*YOUR GOAL*:
Reproduce each of the records below word for word, with no changes.

*EXERCISE INPUT*:

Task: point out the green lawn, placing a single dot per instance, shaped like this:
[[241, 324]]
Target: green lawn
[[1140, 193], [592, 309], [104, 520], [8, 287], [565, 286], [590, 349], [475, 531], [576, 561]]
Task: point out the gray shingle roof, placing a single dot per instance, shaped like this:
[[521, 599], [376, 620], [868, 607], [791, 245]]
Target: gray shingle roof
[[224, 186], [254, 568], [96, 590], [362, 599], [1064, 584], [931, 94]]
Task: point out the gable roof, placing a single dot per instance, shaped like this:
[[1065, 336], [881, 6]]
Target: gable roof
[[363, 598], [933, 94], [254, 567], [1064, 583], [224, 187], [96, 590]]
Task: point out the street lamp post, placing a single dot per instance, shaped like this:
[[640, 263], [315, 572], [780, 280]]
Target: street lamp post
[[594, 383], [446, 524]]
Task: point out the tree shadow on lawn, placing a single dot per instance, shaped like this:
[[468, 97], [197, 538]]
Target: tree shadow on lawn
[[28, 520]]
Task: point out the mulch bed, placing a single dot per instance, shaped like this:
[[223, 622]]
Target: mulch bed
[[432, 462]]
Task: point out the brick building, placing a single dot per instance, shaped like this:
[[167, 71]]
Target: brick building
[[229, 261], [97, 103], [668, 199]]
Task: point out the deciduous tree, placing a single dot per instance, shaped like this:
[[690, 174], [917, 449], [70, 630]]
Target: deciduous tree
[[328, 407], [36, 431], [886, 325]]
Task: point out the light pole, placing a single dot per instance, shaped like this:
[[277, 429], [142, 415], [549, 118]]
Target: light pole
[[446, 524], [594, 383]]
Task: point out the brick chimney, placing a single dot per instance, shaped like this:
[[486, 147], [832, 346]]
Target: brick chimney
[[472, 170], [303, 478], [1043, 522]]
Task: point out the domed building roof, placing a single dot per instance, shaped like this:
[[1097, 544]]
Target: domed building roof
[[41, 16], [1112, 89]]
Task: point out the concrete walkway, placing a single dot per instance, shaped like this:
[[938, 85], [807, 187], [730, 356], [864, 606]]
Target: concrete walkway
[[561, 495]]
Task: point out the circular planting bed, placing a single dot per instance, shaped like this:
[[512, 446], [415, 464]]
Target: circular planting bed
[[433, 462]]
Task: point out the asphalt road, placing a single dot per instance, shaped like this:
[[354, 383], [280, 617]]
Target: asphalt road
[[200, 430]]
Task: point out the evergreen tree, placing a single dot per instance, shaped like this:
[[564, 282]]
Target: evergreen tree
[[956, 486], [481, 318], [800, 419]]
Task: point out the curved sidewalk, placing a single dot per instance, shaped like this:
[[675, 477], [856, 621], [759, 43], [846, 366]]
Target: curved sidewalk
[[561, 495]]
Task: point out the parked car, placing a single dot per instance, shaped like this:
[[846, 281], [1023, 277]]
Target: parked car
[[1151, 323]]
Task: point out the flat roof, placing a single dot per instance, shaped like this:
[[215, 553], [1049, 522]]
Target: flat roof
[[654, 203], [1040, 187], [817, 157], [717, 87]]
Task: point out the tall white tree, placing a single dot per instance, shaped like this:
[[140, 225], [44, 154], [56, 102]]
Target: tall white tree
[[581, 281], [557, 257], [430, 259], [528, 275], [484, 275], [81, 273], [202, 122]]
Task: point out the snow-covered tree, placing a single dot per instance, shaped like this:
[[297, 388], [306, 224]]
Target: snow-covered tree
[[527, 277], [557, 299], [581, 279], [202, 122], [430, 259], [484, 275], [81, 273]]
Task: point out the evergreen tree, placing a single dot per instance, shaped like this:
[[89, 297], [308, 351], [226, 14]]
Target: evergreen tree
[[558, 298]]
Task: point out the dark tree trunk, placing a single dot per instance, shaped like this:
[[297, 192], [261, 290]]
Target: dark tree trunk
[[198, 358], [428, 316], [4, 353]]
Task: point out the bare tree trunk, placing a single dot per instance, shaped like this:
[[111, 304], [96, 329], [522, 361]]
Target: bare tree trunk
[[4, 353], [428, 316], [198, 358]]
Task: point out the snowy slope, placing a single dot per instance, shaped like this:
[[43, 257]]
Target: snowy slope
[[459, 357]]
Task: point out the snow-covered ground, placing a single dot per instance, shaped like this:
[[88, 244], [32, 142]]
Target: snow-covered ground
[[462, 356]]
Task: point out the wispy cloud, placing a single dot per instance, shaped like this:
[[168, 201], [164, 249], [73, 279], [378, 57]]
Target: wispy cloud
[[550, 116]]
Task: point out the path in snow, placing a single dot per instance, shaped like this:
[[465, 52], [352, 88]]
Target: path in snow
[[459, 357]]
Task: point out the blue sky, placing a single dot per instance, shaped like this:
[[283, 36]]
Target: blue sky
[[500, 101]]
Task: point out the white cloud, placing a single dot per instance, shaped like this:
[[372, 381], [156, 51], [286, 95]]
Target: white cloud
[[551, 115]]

*CORRECT ANSWER*:
Task: point out the green lawn, placing a single dot per instance, shaped like this:
[[241, 324]]
Target: green lawn
[[1140, 193], [592, 309], [104, 520], [8, 287], [565, 286], [590, 349], [475, 531], [576, 561]]
Task: point out the gray shingle roof, placing a single dot per instance, shaped like this:
[[521, 599], [376, 620], [868, 607], [791, 245]]
Target: gray shingle roof
[[224, 186], [254, 568], [96, 590], [362, 599], [1064, 584], [931, 94]]
Task: point out the gable roof, placing a single dot per instance, shaped like this:
[[1065, 336], [881, 6]]
Target: gable roof
[[363, 598], [933, 94], [254, 567], [1064, 583], [224, 187], [96, 590]]
Task: point out the street lamp post, placing a single dot per instance, shaped like this:
[[640, 263], [315, 572], [780, 280]]
Target: street lamp post
[[594, 383], [446, 524]]
Task: point out the tree shadow on lawn, placing a single dot per instance, shaped like this:
[[468, 97], [197, 538]]
Target: tree shadow on lawn
[[28, 520]]
Task: point out the mulch bed, placing a single dot per instance, shaped like this:
[[223, 622]]
Target: mulch bed
[[432, 462]]
Task: point out the brick building, placing a single dot per instance, shaped like this:
[[167, 71]]
Target: brick building
[[229, 261], [97, 103], [668, 199]]
Task: point out the deciduous tree, placing a single dot per instance, shaped like this:
[[690, 174], [917, 449], [70, 630]]
Target: deciduous tree
[[328, 407], [36, 431], [886, 325]]
Task: point out the light pole, placing a single dot per instance, shaped like this:
[[277, 429], [142, 415], [549, 118]]
Target: light pole
[[446, 524], [594, 383]]
Task: point out the brick chimney, placing a single dot per instance, shaped like this:
[[486, 147], [832, 346]]
Target: brick chimney
[[472, 170], [303, 478], [1043, 522]]
Task: point out the domed building roof, placing a single dot per instance, shaped like this:
[[1097, 544]]
Target: domed building roof
[[41, 16], [1112, 89]]
Task: point out the concrete walkway, placing a single dot per instance, shaped like this:
[[938, 85], [807, 187], [730, 356], [864, 606]]
Target: concrete walkway
[[561, 495]]
Task: point out the circular planting bed, placing a single dot per instance, shaped like this:
[[512, 446], [415, 464]]
Target: circular planting bed
[[433, 462]]
Task: point out the asphalt road, placing a single dot per instance, shaped like this:
[[354, 383], [280, 617]]
Target: asphalt road
[[200, 430]]
Task: point out the evergreen tree, placing a single dot per instance, shaped like this:
[[564, 282]]
Target: evergreen tree
[[956, 486], [481, 318], [800, 419]]
Task: point out the curved sidewalk, placing a single dot per instance, shaped like this:
[[675, 477], [856, 621], [759, 43], [846, 366]]
Target: curved sidewalk
[[561, 495]]
Task: point out the parked car, placing a single dot per instance, shaped like this:
[[846, 281], [1023, 277]]
Target: parked car
[[1151, 323]]
Task: point out the flat roof, placing a single dot per instance, shaped like this:
[[215, 553], [1049, 522]]
Target: flat roof
[[654, 203], [1040, 187], [817, 157], [717, 87]]
Task: point out the tall white tree, placing a single dot per instance, shaped like this:
[[140, 225], [44, 154], [56, 102]]
Target: tall white tree
[[581, 281], [557, 257], [430, 259], [528, 275], [484, 275], [81, 273], [202, 122]]
Task: point out the snow-covered tree, placing a single dot per instance, shaped like this:
[[297, 388], [306, 224]]
Target: snow-covered tree
[[527, 277], [557, 299], [581, 279], [202, 122], [430, 259], [484, 275], [81, 273]]
Task: point out the evergreen tree, placing a single dot per instance, shaped like this:
[[89, 297], [308, 351], [226, 14]]
Target: evergreen tree
[[558, 298]]
Task: point out the dark tree trunk, placing a single dot per instance, shaped like this:
[[297, 192], [261, 290]]
Target: dark tree trunk
[[198, 358], [428, 316], [4, 353]]
Task: point out the bare tree trunk, placing a single dot per instance, shaped like this:
[[111, 304], [96, 329], [522, 361]]
Target: bare tree trunk
[[4, 353], [428, 316], [198, 358]]
Task: point out the snowy slope, placing a single dot per instance, shaped like this:
[[43, 257]]
Target: snowy slope
[[459, 357]]
Task: point out the snow-covered ground, placing a single dot per instance, shaped like this:
[[88, 244], [32, 142]]
Target: snow-covered ground
[[462, 356]]
Task: point out the wispy cloud, placing a single dot per instance, shaped like this:
[[168, 201], [164, 249], [73, 279], [378, 57]]
Target: wispy cloud
[[550, 116]]
Task: point out the path in snow, placing a single dot per instance, shaped like this:
[[465, 52], [352, 88]]
Target: path in snow
[[459, 357]]
Task: point out the blue sky, placing a single dot per instance, shaped like this:
[[283, 36]]
Target: blue sky
[[500, 101]]
Task: point out the white cloud, placing a single dot per instance, shaped like this:
[[372, 381], [156, 51], [286, 95]]
Target: white cloud
[[551, 115]]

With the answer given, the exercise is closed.